[[ Text under study open ]]

I don't know what I don't know, so my intention is not to detract from what you are saying. My goal is to keep my birds in excellent health in the first place. If they get sick then to some degree I have already failed. My thinking as of March of 2012, is that there just may be a happy medium between those at one extreme in which they appear to medicate from right out of the nest, up until the day before basketing, and those who might feel that almost any medication is inherently evil and dangerous. It has taken me years of trial and error in which to find a balance which I think is best for the long term health of my birds. And I am sure that even within the medical community, there may be disagreement. In the end, I think it will be the race results which tells the story.


----------



## SmithFamilyLoft (Nov 22, 2004)

Please see : http://www.auspigeonco.com.au/

For compete article, this was edited for space by:


THE USE OF PELLETTED RATIONS IN PIGEONS

By Dr Colin Walker BSc, BVSc, MRCVS, MACVSc (Avian health) 

Around the world, knowledge regarding avian nutrition has undergone quantum leaps in the last two decades. We now have a very clear understanding of the optimal nutritional requirements of pigeons.

Taking a quick look at the level of various nutrients in grain and the average level of these grains used in the various feed blends, it doesn’t take very long to realize that no grain blend can provide a complete and balanced diet. This is why over time a whole range of supplements has been developed and used successfully because they do complement the deficiencies of a diet based solely on dry grain. Further complicating the picture is that pigeons preferentially select certain grains within a mix. This means that even if a grain-blend did provide a balanced diet, it is likely that the balanced diet would be distorted by individual birds selecting the grains they liked. It has been shown, contrary to the opinion of many fanciers, that pigeons do not have nutritional wisdom. They do not necessarily know what is best for them but rather they are like children. They just eat the grain that tastes nice, and these for most pigeons are the grains that are higher in fat.

[[ Text under study closed ]]
[[ Extracted material open ]]

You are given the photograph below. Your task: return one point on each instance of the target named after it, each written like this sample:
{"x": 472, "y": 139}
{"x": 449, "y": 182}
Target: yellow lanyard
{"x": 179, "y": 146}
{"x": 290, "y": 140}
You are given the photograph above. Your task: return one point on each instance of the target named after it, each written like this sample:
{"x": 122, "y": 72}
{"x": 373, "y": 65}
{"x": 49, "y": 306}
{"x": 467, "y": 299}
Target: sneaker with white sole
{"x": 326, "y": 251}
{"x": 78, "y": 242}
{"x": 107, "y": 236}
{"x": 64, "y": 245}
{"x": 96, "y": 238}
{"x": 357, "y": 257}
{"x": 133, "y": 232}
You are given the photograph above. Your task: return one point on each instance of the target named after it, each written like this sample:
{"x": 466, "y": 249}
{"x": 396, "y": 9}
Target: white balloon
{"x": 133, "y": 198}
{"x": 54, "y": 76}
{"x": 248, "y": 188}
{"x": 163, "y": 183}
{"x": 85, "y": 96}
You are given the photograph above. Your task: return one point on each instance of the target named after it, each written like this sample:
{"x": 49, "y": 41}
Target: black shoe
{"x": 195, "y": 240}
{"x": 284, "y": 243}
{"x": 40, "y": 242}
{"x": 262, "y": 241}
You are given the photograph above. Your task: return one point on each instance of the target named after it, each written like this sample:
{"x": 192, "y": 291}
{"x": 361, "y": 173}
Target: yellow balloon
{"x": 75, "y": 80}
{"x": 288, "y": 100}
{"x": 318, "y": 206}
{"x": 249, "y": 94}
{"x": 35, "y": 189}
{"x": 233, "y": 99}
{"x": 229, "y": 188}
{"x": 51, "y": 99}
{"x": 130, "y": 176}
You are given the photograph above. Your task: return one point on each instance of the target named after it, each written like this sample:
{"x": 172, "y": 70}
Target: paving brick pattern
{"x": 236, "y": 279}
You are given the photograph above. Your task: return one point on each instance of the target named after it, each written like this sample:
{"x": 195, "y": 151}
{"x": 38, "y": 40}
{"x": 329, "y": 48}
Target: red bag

[[ Extracted material closed ]]

Problems to solve:
A) Copy the passage of the pigeon nutrition thread from "I don't know what" to "tells the story.".
B) Go on with the pigeon nutrition thread, picking up after its final sentence.

Answers for each item:
A)
I don't know what I don't know, so my intention is not to detract from what you are saying. My goal is to keep my birds in excellent health in the first place. If they get sick then to some degree I have already failed. My thinking as of March of 2012, is that there just may be a happy medium between those at one extreme in which they appear to medicate from right out of the nest, up until the day before basketing, and those who might feel that almost any medication is inherently evil and dangerous. It has taken me years of trial and error in which to find a balance which I think is best for the long term health of my birds. And I am sure that even within the medical community, there may be disagreement. In the end, I think it will be the race results which tells the story.

B)
Throughout the avian world, one of the ways of combating these problems is through the provision of pelletted rations. Pelletted rations can be formulated to contain all the nutrients in just the right proportions and every pellet is the same. In this way, pelletted rations combat the two problems associated with a dry-grain diet, namely that grain diets alone intrinsically fail to provide an optimal diet and the preferential selection of certain grains. In a well formulated pelletted ration the nutritional intake and the provision of a complete and balanced diet is guaranteed.

Despite these advantages the use of pelletted diets has only slowly been embraced by pigeon fanciers. In all poultry species such as chickens and ducks, and in particular in the last few years in pet and companion birds such as parrots, the use of pelletted rations has steadily increased. Such rations are almost invariably recommended by avian vets around the world. The progressive veterinary-based pigeon companies around the world have in line with advances in knowledge started to manufacture and produce pellets.

I think part of the reason pigeon fanciers have been slow to use pellets is a lack of understanding of the product......

....

1. Hens past 7 years of age no longer breeding winners – associated with decreased yolk and albumen quality, resulting in poor embryo development and the chick getting off to a poorer start. 
2. Cocks and hens developing arthritic changes and gout by 8 - 9 years of age – associated with high levels of protein, too low calcium and incorrect levels of vitamin A and D3 in the diet.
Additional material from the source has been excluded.